- Problem description -
Copy out exactly the lines from the one containing "For every instance of the wall, give" to the last line of the records below, both included, and leave out any pictures.

- Exercise material -
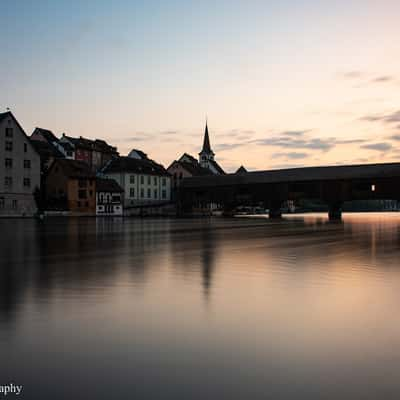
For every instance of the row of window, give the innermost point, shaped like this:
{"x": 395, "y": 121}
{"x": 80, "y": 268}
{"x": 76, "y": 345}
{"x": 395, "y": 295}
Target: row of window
{"x": 108, "y": 198}
{"x": 82, "y": 193}
{"x": 14, "y": 203}
{"x": 9, "y": 146}
{"x": 163, "y": 193}
{"x": 9, "y": 163}
{"x": 155, "y": 180}
{"x": 8, "y": 182}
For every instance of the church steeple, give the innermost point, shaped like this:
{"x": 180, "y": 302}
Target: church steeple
{"x": 206, "y": 141}
{"x": 206, "y": 153}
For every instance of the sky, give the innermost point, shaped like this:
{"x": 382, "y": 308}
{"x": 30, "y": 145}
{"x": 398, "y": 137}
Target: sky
{"x": 282, "y": 84}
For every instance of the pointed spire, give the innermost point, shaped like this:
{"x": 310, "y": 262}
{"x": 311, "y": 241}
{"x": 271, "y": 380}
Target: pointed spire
{"x": 206, "y": 141}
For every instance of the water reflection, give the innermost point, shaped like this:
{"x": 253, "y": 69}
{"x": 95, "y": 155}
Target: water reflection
{"x": 301, "y": 306}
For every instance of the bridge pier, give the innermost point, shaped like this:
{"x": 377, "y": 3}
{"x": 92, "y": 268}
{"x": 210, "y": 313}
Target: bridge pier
{"x": 335, "y": 211}
{"x": 275, "y": 209}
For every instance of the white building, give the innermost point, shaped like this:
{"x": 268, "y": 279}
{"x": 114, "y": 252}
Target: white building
{"x": 108, "y": 197}
{"x": 19, "y": 169}
{"x": 144, "y": 181}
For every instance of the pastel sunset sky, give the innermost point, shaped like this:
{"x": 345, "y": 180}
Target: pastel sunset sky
{"x": 283, "y": 83}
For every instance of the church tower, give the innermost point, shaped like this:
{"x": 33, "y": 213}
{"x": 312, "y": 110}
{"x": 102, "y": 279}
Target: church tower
{"x": 206, "y": 155}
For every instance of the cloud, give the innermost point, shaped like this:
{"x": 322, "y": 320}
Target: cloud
{"x": 169, "y": 132}
{"x": 390, "y": 118}
{"x": 229, "y": 146}
{"x": 350, "y": 141}
{"x": 295, "y": 133}
{"x": 241, "y": 134}
{"x": 287, "y": 142}
{"x": 378, "y": 146}
{"x": 352, "y": 75}
{"x": 287, "y": 166}
{"x": 292, "y": 155}
{"x": 384, "y": 79}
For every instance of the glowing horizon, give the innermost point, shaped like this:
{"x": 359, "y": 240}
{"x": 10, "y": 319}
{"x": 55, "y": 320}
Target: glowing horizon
{"x": 290, "y": 84}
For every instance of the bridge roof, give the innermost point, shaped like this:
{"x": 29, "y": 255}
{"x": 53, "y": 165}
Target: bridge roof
{"x": 306, "y": 174}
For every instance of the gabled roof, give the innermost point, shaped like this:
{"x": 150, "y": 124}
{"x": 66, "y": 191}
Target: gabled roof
{"x": 193, "y": 169}
{"x": 46, "y": 149}
{"x": 108, "y": 185}
{"x": 216, "y": 166}
{"x": 103, "y": 146}
{"x": 188, "y": 156}
{"x": 73, "y": 168}
{"x": 241, "y": 170}
{"x": 89, "y": 144}
{"x": 140, "y": 153}
{"x": 128, "y": 164}
{"x": 5, "y": 115}
{"x": 9, "y": 114}
{"x": 46, "y": 133}
{"x": 67, "y": 146}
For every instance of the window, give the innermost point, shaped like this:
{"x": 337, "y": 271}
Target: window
{"x": 8, "y": 181}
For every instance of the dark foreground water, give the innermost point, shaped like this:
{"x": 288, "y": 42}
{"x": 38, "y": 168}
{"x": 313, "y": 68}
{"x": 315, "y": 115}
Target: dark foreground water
{"x": 201, "y": 309}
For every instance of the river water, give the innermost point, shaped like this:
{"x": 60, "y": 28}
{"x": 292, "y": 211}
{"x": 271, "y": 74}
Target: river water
{"x": 243, "y": 308}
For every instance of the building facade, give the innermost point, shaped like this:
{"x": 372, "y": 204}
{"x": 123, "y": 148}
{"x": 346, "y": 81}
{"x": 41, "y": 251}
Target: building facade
{"x": 20, "y": 169}
{"x": 109, "y": 196}
{"x": 95, "y": 153}
{"x": 144, "y": 181}
{"x": 185, "y": 167}
{"x": 71, "y": 186}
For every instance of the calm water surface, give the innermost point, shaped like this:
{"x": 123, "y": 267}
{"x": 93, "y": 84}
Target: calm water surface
{"x": 242, "y": 308}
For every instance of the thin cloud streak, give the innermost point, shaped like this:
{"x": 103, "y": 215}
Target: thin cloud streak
{"x": 383, "y": 147}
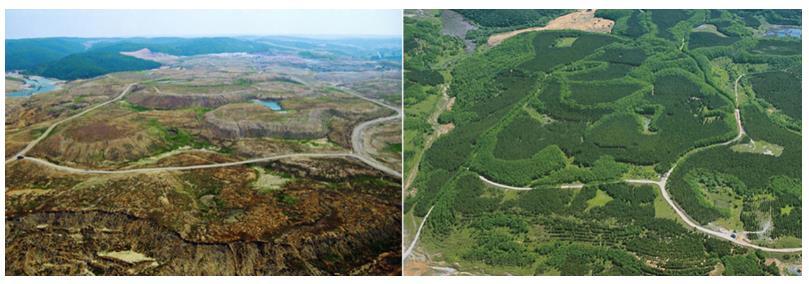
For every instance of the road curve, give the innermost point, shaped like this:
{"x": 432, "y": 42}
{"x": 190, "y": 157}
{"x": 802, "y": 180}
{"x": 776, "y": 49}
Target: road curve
{"x": 664, "y": 192}
{"x": 416, "y": 238}
{"x": 500, "y": 185}
{"x": 357, "y": 134}
{"x": 362, "y": 156}
{"x": 48, "y": 131}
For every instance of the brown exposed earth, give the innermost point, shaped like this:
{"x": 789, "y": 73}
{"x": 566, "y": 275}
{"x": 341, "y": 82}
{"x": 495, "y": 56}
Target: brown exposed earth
{"x": 332, "y": 218}
{"x": 583, "y": 20}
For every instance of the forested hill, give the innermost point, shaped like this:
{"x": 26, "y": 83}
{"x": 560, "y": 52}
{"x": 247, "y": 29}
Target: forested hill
{"x": 77, "y": 58}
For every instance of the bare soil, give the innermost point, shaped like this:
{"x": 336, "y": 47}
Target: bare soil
{"x": 582, "y": 20}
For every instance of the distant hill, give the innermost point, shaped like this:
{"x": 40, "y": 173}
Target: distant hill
{"x": 186, "y": 46}
{"x": 78, "y": 58}
{"x": 93, "y": 63}
{"x": 26, "y": 54}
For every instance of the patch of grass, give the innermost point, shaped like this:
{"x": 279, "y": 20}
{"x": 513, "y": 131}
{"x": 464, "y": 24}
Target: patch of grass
{"x": 786, "y": 210}
{"x": 759, "y": 147}
{"x": 662, "y": 208}
{"x": 601, "y": 199}
{"x": 565, "y": 41}
{"x": 176, "y": 137}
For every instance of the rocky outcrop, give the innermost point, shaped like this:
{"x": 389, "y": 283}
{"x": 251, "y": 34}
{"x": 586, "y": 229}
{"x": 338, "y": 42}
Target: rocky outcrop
{"x": 179, "y": 101}
{"x": 78, "y": 243}
{"x": 308, "y": 126}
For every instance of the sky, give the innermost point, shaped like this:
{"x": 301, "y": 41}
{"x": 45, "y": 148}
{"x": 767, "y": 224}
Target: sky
{"x": 151, "y": 23}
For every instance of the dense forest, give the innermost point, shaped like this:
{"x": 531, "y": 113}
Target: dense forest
{"x": 552, "y": 108}
{"x": 78, "y": 58}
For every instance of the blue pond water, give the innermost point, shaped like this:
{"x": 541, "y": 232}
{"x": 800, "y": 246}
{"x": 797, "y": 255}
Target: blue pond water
{"x": 784, "y": 32}
{"x": 36, "y": 85}
{"x": 273, "y": 105}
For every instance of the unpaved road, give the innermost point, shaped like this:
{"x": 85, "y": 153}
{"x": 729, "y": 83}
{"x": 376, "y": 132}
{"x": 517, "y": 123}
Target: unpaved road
{"x": 583, "y": 20}
{"x": 662, "y": 185}
{"x": 443, "y": 105}
{"x": 358, "y": 151}
{"x": 48, "y": 131}
{"x": 357, "y": 141}
{"x": 416, "y": 238}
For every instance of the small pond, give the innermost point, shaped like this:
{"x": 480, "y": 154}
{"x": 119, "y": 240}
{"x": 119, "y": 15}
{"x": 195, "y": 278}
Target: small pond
{"x": 271, "y": 104}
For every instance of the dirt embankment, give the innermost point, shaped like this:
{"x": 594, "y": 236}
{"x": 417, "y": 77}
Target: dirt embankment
{"x": 583, "y": 20}
{"x": 203, "y": 222}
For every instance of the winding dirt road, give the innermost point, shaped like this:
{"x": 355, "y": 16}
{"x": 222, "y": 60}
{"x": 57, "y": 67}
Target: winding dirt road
{"x": 416, "y": 238}
{"x": 50, "y": 129}
{"x": 728, "y": 236}
{"x": 358, "y": 149}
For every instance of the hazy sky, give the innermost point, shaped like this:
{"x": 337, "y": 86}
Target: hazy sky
{"x": 127, "y": 23}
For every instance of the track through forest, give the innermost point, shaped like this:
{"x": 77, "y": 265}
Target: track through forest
{"x": 725, "y": 235}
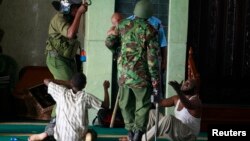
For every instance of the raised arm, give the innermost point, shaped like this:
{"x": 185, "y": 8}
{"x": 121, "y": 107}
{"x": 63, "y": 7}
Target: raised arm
{"x": 105, "y": 103}
{"x": 72, "y": 30}
{"x": 59, "y": 82}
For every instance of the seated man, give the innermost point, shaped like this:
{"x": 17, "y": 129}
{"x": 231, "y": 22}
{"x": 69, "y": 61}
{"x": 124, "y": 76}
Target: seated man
{"x": 72, "y": 108}
{"x": 185, "y": 125}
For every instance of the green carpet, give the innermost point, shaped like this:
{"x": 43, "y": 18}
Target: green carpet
{"x": 22, "y": 131}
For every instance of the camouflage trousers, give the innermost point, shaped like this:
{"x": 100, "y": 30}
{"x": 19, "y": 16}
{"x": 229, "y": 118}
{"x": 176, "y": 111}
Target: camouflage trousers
{"x": 61, "y": 68}
{"x": 135, "y": 105}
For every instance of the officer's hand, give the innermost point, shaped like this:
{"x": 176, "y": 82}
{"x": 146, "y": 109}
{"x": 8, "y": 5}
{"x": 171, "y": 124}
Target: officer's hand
{"x": 83, "y": 8}
{"x": 106, "y": 84}
{"x": 175, "y": 85}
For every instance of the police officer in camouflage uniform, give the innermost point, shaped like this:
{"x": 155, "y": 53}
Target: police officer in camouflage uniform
{"x": 138, "y": 68}
{"x": 62, "y": 43}
{"x": 61, "y": 48}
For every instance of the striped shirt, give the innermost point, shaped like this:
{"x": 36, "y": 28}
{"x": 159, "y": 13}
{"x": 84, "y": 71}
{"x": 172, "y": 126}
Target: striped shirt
{"x": 71, "y": 112}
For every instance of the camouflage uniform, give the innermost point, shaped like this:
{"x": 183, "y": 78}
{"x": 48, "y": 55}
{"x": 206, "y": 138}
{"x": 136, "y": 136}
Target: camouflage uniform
{"x": 137, "y": 68}
{"x": 61, "y": 50}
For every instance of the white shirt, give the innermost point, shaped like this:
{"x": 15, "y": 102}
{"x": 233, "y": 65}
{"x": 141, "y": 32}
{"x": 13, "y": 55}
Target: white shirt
{"x": 192, "y": 122}
{"x": 71, "y": 112}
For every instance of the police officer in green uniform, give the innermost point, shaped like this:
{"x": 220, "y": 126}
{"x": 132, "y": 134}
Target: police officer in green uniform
{"x": 138, "y": 67}
{"x": 62, "y": 43}
{"x": 61, "y": 48}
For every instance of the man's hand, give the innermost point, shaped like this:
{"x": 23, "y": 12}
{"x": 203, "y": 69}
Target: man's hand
{"x": 106, "y": 84}
{"x": 112, "y": 31}
{"x": 83, "y": 8}
{"x": 46, "y": 81}
{"x": 175, "y": 85}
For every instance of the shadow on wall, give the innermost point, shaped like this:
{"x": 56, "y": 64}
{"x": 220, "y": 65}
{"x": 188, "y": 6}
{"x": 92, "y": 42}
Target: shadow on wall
{"x": 1, "y": 37}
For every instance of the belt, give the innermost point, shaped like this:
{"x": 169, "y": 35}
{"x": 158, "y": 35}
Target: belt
{"x": 53, "y": 53}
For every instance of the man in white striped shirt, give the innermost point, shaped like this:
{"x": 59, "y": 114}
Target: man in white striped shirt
{"x": 72, "y": 108}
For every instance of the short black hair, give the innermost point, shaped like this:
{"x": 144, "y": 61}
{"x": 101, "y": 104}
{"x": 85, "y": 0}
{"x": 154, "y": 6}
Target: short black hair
{"x": 79, "y": 80}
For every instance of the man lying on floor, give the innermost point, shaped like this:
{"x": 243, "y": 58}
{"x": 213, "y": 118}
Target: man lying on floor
{"x": 185, "y": 125}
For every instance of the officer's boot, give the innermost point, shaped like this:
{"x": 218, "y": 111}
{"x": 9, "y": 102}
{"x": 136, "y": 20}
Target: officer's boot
{"x": 137, "y": 136}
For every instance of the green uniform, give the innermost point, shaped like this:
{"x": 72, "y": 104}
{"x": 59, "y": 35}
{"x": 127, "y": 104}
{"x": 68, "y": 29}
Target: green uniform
{"x": 137, "y": 68}
{"x": 61, "y": 50}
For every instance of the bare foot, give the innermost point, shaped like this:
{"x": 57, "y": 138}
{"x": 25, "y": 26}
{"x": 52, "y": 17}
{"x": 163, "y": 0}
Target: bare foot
{"x": 88, "y": 137}
{"x": 123, "y": 139}
{"x": 37, "y": 137}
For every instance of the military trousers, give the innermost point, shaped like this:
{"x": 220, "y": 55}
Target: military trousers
{"x": 135, "y": 105}
{"x": 61, "y": 69}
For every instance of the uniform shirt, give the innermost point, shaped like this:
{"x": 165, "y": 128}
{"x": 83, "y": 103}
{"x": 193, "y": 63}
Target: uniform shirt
{"x": 137, "y": 61}
{"x": 71, "y": 112}
{"x": 58, "y": 40}
{"x": 58, "y": 26}
{"x": 156, "y": 23}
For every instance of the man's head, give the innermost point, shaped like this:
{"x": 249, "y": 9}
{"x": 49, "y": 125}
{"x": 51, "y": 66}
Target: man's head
{"x": 78, "y": 81}
{"x": 116, "y": 18}
{"x": 143, "y": 9}
{"x": 66, "y": 6}
{"x": 188, "y": 87}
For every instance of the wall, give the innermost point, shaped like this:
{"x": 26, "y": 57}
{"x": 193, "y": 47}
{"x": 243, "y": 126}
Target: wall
{"x": 177, "y": 44}
{"x": 98, "y": 66}
{"x": 25, "y": 25}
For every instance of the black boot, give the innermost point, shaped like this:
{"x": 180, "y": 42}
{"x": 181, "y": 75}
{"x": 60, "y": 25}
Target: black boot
{"x": 137, "y": 136}
{"x": 130, "y": 135}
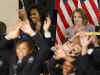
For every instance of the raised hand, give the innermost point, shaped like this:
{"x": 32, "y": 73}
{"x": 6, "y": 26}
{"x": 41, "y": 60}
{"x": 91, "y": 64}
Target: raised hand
{"x": 47, "y": 24}
{"x": 26, "y": 28}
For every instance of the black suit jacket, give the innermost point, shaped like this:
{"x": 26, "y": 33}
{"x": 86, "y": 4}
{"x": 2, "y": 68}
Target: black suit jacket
{"x": 34, "y": 67}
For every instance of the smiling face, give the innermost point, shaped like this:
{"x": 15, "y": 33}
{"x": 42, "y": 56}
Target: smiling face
{"x": 77, "y": 19}
{"x": 34, "y": 15}
{"x": 23, "y": 50}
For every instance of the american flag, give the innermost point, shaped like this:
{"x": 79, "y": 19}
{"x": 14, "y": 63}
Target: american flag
{"x": 65, "y": 8}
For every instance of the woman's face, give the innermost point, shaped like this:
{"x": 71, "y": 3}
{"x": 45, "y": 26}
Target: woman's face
{"x": 34, "y": 15}
{"x": 78, "y": 19}
{"x": 22, "y": 50}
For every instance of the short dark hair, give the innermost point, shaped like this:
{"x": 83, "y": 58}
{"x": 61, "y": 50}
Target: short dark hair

- Solution to this exercise -
For every instance of the wall, give the innermost point, shaped like this:
{"x": 26, "y": 57}
{"x": 193, "y": 47}
{"x": 243, "y": 126}
Target: wall
{"x": 177, "y": 44}
{"x": 98, "y": 66}
{"x": 25, "y": 25}
For every instance of the black boot, give the innermost point, shaped like this:
{"x": 180, "y": 42}
{"x": 181, "y": 75}
{"x": 60, "y": 25}
Target: black boot
{"x": 137, "y": 136}
{"x": 130, "y": 135}
For every instance of the raised hand, give the innermost point, shaped like this:
{"x": 32, "y": 73}
{"x": 6, "y": 26}
{"x": 41, "y": 60}
{"x": 91, "y": 64}
Target: raised hand
{"x": 47, "y": 24}
{"x": 26, "y": 28}
For every instance of the black suit jacket, give the innermost point, shaped like this:
{"x": 26, "y": 33}
{"x": 86, "y": 4}
{"x": 2, "y": 68}
Target: black suit jacket
{"x": 34, "y": 67}
For every instance of the smiling face, give the innermost point, shaped like this:
{"x": 15, "y": 33}
{"x": 42, "y": 56}
Target: smiling face
{"x": 77, "y": 19}
{"x": 34, "y": 15}
{"x": 23, "y": 50}
For every instance of the american flag, give the innermost point, shaped like this:
{"x": 79, "y": 19}
{"x": 14, "y": 63}
Target: american flag
{"x": 65, "y": 8}
For every instance of the woman's face, give the innermost point, shaped like this:
{"x": 71, "y": 3}
{"x": 45, "y": 26}
Target: woman's face
{"x": 34, "y": 15}
{"x": 78, "y": 19}
{"x": 22, "y": 50}
For every instance of the short dark hair, give the innermost point, shaped like this:
{"x": 83, "y": 58}
{"x": 61, "y": 50}
Target: short dark hair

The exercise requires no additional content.